| What is being asked |
Give back every line exactly as it appears, pictures excluded.

| Given data |

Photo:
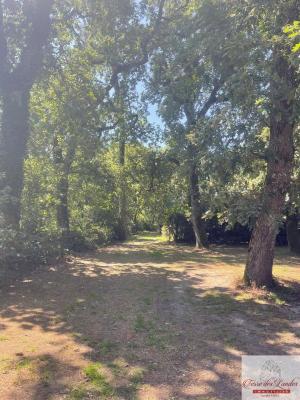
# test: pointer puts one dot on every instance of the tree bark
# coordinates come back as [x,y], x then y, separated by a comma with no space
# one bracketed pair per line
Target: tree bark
[123,220]
[258,271]
[196,214]
[63,164]
[293,233]
[13,140]
[15,85]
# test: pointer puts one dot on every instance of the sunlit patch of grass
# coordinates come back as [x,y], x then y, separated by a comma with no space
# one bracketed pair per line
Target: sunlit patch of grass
[140,324]
[98,380]
[25,363]
[78,393]
[6,364]
[106,347]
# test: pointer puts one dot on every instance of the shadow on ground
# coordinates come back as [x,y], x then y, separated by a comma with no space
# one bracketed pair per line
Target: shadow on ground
[152,321]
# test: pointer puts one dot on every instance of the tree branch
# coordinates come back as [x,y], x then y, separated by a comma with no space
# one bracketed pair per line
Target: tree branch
[38,30]
[3,49]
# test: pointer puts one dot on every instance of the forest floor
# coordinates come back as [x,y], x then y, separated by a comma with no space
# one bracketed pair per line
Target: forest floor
[142,320]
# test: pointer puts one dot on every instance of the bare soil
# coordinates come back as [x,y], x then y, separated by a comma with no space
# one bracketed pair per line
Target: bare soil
[143,320]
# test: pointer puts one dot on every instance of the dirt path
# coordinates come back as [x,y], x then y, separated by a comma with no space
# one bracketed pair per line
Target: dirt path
[143,320]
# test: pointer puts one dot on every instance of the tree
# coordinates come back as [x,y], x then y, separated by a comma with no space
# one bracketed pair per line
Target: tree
[283,81]
[22,41]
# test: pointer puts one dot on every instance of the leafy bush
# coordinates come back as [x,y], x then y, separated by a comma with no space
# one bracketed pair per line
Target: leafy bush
[19,248]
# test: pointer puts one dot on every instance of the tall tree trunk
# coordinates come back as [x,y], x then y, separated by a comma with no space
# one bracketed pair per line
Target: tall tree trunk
[123,220]
[259,265]
[63,203]
[293,233]
[63,165]
[13,141]
[16,80]
[196,214]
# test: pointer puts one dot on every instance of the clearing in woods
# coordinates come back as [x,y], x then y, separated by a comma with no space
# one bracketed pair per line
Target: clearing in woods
[141,320]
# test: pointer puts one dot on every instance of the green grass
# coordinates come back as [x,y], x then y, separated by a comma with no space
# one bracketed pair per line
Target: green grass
[98,381]
[106,347]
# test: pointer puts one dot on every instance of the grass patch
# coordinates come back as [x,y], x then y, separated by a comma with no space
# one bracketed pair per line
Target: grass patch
[155,336]
[78,393]
[106,347]
[98,380]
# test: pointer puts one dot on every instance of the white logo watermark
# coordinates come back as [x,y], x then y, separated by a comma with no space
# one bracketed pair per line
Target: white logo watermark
[270,377]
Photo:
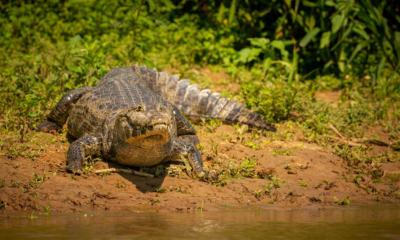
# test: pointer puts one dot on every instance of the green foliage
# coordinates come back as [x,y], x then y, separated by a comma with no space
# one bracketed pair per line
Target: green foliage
[302,184]
[344,201]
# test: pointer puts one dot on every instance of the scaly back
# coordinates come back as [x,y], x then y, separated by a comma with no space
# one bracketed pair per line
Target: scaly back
[196,103]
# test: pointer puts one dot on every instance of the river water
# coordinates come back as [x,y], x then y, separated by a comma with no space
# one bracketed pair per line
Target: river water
[364,222]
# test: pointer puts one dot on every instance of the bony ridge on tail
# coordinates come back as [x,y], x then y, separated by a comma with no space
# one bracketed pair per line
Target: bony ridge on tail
[133,117]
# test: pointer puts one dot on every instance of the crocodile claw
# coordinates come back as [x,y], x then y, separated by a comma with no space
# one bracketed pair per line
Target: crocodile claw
[72,169]
[47,126]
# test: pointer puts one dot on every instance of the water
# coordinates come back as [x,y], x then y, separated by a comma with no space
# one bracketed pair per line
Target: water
[367,222]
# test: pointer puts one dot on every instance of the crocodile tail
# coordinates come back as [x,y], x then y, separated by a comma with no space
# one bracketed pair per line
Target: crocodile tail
[195,102]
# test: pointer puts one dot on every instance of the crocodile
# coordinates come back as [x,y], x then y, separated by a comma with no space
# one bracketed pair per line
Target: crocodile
[136,117]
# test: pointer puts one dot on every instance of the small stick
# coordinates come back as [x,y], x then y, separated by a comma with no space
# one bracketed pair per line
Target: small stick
[335,130]
[346,142]
[130,171]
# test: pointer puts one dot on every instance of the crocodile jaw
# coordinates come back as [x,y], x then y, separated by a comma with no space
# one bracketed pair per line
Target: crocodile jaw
[161,129]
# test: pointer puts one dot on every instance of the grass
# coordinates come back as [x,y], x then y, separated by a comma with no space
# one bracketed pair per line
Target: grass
[274,70]
[344,201]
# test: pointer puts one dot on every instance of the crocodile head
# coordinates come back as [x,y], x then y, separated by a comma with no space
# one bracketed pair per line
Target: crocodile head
[143,122]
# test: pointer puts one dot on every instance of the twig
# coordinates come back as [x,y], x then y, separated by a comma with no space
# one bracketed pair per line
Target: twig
[341,140]
[335,130]
[130,171]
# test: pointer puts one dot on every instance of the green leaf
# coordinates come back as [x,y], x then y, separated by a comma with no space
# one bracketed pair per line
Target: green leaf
[281,46]
[397,47]
[310,4]
[337,22]
[330,3]
[360,31]
[232,11]
[306,39]
[221,12]
[358,48]
[325,39]
[378,70]
[342,60]
[151,5]
[267,64]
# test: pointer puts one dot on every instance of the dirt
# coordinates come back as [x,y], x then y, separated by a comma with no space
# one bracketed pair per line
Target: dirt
[311,164]
[307,175]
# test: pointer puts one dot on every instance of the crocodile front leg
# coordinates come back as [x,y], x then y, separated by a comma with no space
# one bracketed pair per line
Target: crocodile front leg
[185,130]
[58,116]
[84,146]
[185,149]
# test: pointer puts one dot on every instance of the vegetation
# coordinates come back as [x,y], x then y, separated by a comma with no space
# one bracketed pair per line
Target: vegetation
[51,47]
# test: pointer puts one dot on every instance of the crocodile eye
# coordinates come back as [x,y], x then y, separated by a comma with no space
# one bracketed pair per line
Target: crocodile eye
[139,109]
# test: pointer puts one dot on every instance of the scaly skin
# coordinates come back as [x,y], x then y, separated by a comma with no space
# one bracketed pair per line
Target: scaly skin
[133,117]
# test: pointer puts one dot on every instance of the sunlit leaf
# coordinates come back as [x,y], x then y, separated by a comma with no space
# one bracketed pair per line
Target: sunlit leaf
[337,22]
[307,38]
[325,39]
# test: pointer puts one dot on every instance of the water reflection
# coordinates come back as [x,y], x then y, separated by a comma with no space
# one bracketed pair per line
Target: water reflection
[347,223]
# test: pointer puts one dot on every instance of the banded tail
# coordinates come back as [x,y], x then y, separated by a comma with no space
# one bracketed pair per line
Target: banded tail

| Expected answer |
Photo:
# test: pointer puts one dot on every instance of the tree bark
# coordinates come back as [x,y], x then y, separated by a comma with no space
# one bracketed pair per line
Target: tree bark
[123,220]
[258,271]
[196,214]
[63,164]
[293,233]
[13,140]
[15,85]
# test: pointer puts one dot on every instance of the sunlit patch of grass
# coordinates come back as [x,y], x then y, separated by a comma with no space
# one bracketed pair per line
Target: sunlit patch of grass
[140,324]
[98,380]
[25,363]
[78,393]
[6,364]
[106,347]
# test: pointer puts one dot on every instance of the shadow on ground
# coordinates come back as [x,y], x then y, separated by a comma with no space
# one bracketed pair per line
Target: shadow on ground
[152,321]
# test: pointer puts one dot on every instance of the tree branch
# coordinates come back as [x,y], x then y, separated by a comma with no space
# one bracketed pair per line
Target: tree branch
[38,30]
[3,49]
# test: pointer puts one dot on every instance of the forest floor
# coordinates come back as [x,y], x then y, separated by a comma with no space
# one bracketed pair per line
Target: forest floor
[142,320]
# test: pointer puts one dot on every instance of the bare soil
# coordinates come back as [x,y], x then y, separated by a comma with no space
# one bracketed pair per line
Target: bare soil
[143,320]
# test: pointer puts one dot on every instance of the dirt path
# coordinates come back as [x,y], x then y, separated by a comma with no space
# one bracketed pair per line
Target: dirt path
[143,320]
# test: pointer puts one dot on every instance of the tree
# coordinates come back as [x,y], x then y, separated by a comma with no space
# one bracketed pair per line
Target: tree
[283,81]
[22,41]
# test: pointer puts one dot on every instance of the leafy bush
# coordinates come back as [x,y], x then y, separated by a comma with no space
# one bracketed pair per line
Target: leafy bush
[19,248]
# test: pointer puts one dot on every instance of the tall tree trunk
# coordinates come back as [x,y], x then y, separated by a comma with no space
# one bracketed pair per line
Target: tall tree trunk
[123,220]
[259,265]
[63,203]
[293,233]
[63,165]
[13,141]
[16,80]
[196,214]
# test: pointer puts one dot on every instance of the clearing in woods
# coordinates come back as [x,y], x then y, separated by a comma with no space
# one bracketed pair per line
Target: clearing in woods
[141,320]
# test: pointer puts one dot on every instance of the green grass
# coordinates come back as [x,y], x then y, separated by a comma with no space
# one bracketed pair per line
Target: green grass
[98,381]
[106,347]
# test: pointer puts one dot on every instance of the grass patch
# coordinates come back as [x,y], x then y, separated by a comma with no space
# one bracketed pair per line
Target: grass patch
[155,336]
[78,393]
[106,347]
[98,380]
# test: pointer puts one dot on every instance of the white logo watermark
# coordinates come back as [x,y], x then y, separated by a comma with no space
# one bracketed pair per line
Target: white logo watermark
[270,377]
Photo:
# test: pointer puts one dot on every instance of the green foliage
# coordinates come back as [x,y], x then y, separated by a comma with no space
# one bracketed pair per line
Target: green foliage
[302,184]
[344,201]
# test: pointer puts one dot on every instance of the scaly back
# coordinates come back as [x,y], x then y, separated by a comma with no space
# one bracketed pair per line
Target: scaly back
[196,103]
# test: pointer puts one dot on every instance of the river water
# coordinates come back as [x,y], x then y, separated by a comma with no space
# one bracketed pair per line
Target: river water
[364,222]
# test: pointer puts one dot on every instance of the bony ridge on tail
# coordinates come back as [x,y], x then y, separated by a comma with no space
# one bracketed pair per line
Target: bony ridge on tail
[133,117]
# test: pointer puts one dot on every instance of the crocodile claw
# coordinates come back as [x,y], x then y, separated by a comma with no space
# one bracketed pair per line
Target: crocodile claw
[72,169]
[47,126]
# test: pointer puts one dot on every instance of the water
# coordinates come back as [x,y], x then y, separated by a comma with no space
# one bracketed pair per line
Target: water
[367,222]
# test: pointer puts one dot on every instance of the crocodile tail
# coordinates come back as [x,y], x then y, separated by a comma with no space
# one bracketed pair per line
Target: crocodile tail
[195,102]
# test: pointer puts one dot on every instance of the crocodile
# coordinates come back as [x,y], x then y, separated by a comma with no space
# one bracketed pair per line
Target: crocodile
[136,117]
# test: pointer puts one dot on every instance of the small stick
# coordinates come back as [x,y], x then y, separated by a comma with no space
# one bracketed pair per line
Target: small stick
[335,130]
[346,142]
[130,171]
# test: pointer puts one dot on every instance of the crocodile jaw
# coordinates come back as [x,y], x then y, separated by a comma with no space
# one bracketed pair per line
Target: crocodile jaw
[161,129]
# test: pointer puts one dot on every instance of the grass
# coordinates come back as [x,y], x then y, separated by a comma with no space
# one bracketed pair per line
Target: grass
[274,70]
[344,201]
# test: pointer puts one dot on every instance of the crocodile head
# coordinates come back as [x,y], x then y, separated by a comma with no space
# one bracketed pair per line
Target: crocodile head
[143,122]
# test: pointer puts one dot on every instance of the twig
# coordinates come back as [x,y], x then y, separated by a comma with no space
# one bracketed pair per line
Target: twig
[341,140]
[335,130]
[130,171]
# test: pointer puts one dot on every instance of the green leaf
# coordinates come back as [x,y], x then y, separated by a comma with no space
# one bracketed pair per line
Target: green leaf
[281,46]
[397,47]
[310,4]
[337,22]
[330,3]
[360,31]
[232,11]
[306,39]
[221,12]
[358,48]
[325,39]
[378,70]
[342,60]
[151,5]
[267,64]
# test: pointer puts one dot on every instance of the dirt
# coordinates come back as [x,y], x then y, separated by a comma with no space
# one bracketed pair per line
Target: dirt
[311,164]
[307,175]
# test: pointer puts one dot on every instance of the crocodile front leg
# coordinates come back as [x,y], x then y, separated by a comma with no space
# one bracketed pair per line
Target: crocodile front leg
[185,130]
[58,116]
[84,146]
[185,149]
# test: pointer puts one dot on every instance of the vegetation
# coordinates come back as [x,y], x then y, separated by a comma with no space
# one bracketed pair per line
Target: vegetation
[51,47]
# test: pointer puts one dot on every instance of the crocodile eye
# coordinates come back as [x,y], x then y, separated by a comma with no space
# one bracketed pair per line
Target: crocodile eye
[139,109]
# test: pointer puts one dot on every instance of the scaly skin
# coordinates come back as [x,y], x then y, separated by a comma with no space
# one bracketed pair per line
Target: scaly skin
[133,117]
# test: pointer puts one dot on every instance of the sunlit leaf
# coordinates come back as [x,y], x then y, separated by a comma with no space
# one bracketed pair per line
Target: sunlit leaf
[337,22]
[307,38]
[325,39]
# test: pointer puts one dot on every instance of the water reflection
# coordinates come back as [x,y], x then y, separated by a comma with no space
# one bracketed pair per line
Target: water reflection
[347,223]
# test: pointer puts one dot on every instance of the banded tail
# coordinates come back as [x,y], x then y, separated by a comma with no space
# one bracketed pair per line
Target: banded tail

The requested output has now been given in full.